With nothing added and nothing dropped, copy the entire listing.

== RECORDS SUPPLIED

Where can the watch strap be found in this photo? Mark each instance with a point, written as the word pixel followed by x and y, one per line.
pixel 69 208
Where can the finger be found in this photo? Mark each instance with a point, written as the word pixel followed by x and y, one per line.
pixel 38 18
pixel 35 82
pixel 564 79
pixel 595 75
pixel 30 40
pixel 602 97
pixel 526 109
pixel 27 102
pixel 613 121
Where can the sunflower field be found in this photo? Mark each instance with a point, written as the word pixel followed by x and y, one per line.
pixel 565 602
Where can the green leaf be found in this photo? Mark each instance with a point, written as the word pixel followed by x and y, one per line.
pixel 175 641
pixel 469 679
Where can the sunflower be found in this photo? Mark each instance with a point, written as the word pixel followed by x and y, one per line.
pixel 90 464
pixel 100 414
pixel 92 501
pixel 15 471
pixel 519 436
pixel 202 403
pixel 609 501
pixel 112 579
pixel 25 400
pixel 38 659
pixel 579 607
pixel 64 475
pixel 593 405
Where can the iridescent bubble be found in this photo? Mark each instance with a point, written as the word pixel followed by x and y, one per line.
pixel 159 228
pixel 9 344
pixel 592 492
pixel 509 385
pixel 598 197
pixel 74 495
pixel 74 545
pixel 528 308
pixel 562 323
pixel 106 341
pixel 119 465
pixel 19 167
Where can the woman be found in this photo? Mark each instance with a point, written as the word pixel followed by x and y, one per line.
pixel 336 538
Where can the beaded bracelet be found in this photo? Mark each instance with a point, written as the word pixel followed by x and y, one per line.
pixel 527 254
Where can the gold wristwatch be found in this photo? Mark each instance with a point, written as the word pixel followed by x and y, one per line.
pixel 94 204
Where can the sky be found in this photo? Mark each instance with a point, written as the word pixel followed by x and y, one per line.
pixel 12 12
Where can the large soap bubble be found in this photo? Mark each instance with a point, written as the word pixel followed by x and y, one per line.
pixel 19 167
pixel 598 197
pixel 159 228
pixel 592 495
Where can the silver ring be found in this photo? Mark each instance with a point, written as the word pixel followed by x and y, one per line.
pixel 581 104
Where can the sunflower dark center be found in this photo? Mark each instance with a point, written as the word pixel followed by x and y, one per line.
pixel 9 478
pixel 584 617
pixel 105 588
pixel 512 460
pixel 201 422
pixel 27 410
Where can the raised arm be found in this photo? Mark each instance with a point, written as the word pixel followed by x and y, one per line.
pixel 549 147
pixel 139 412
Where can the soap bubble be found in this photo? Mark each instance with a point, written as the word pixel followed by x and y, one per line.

====

_RESPONSE TO THIS EXERCISE_:
Where can the watch strap be found in this photo? Mark each instance with a point, written as the word pixel followed by x and y, one per line.
pixel 69 208
Where can the finger be found in this photo? Mark each instance with a point, written as the word pixel followed by x and y, one per line.
pixel 38 18
pixel 35 82
pixel 564 79
pixel 595 75
pixel 30 40
pixel 602 97
pixel 526 109
pixel 27 102
pixel 613 121
Where can the sunflower field be found in this photo? Mark each instance with a point, written as the word pixel followed by x and y, one per line.
pixel 565 602
Where can the green leaf be found in this photo? Mark each instance with a point, written as the word pixel followed by x and y, one per line.
pixel 175 641
pixel 469 679
Where can the sunflower be found in this photo? Mark each instance with a point, written as the word pixel followed by x and y, one per line.
pixel 90 464
pixel 100 414
pixel 92 501
pixel 15 471
pixel 519 436
pixel 202 403
pixel 609 501
pixel 112 579
pixel 25 400
pixel 38 659
pixel 579 607
pixel 64 475
pixel 593 405
Where can the iridescent bubble be found in this photo? Mark each instance with a point, written as the word pixel followed by x and y, one per line.
pixel 159 228
pixel 9 344
pixel 592 492
pixel 509 385
pixel 598 197
pixel 74 495
pixel 74 545
pixel 528 308
pixel 562 323
pixel 106 341
pixel 119 465
pixel 19 167
Where can the woman be found in this photo? Mark each instance with a point, written as the word pixel followed by x and y, one per line.
pixel 336 538
Where can the beaded bracelet be found in this photo? Mark each instance with a point, written as the word pixel followed by x and y, one per line.
pixel 527 254
Where can the gold wristwatch be found in this photo? Mark each instance with a point, written as the word pixel followed by x and y, one per line.
pixel 94 204
Where can the sky be found in this photo? Mark each instance with a point, written as the word pixel followed by x and y, one per line.
pixel 12 12
Where can the large soap bubble be found in this photo? Mark each instance with a point, written as the word pixel followed by x and y, one per line.
pixel 19 167
pixel 598 197
pixel 159 228
pixel 592 495
Where can the silver ring be found in this photo? Mark each instance with a point, written as the word pixel followed by x and y, one per line.
pixel 581 104
Where can the sunflower dark center be found in this photo? Mark each instance with a point, written as the word pixel followed by x and y, one per line.
pixel 9 478
pixel 584 617
pixel 105 588
pixel 512 460
pixel 201 422
pixel 27 410
Where can the raised arm be found in this photo? Mark each instance with a point, written as the word pixel followed by x and y, one per line.
pixel 549 147
pixel 139 412
Where can the soap bubble be found in this photo? Mark each instance with a point, written as the word pixel followed by x and y, one per line.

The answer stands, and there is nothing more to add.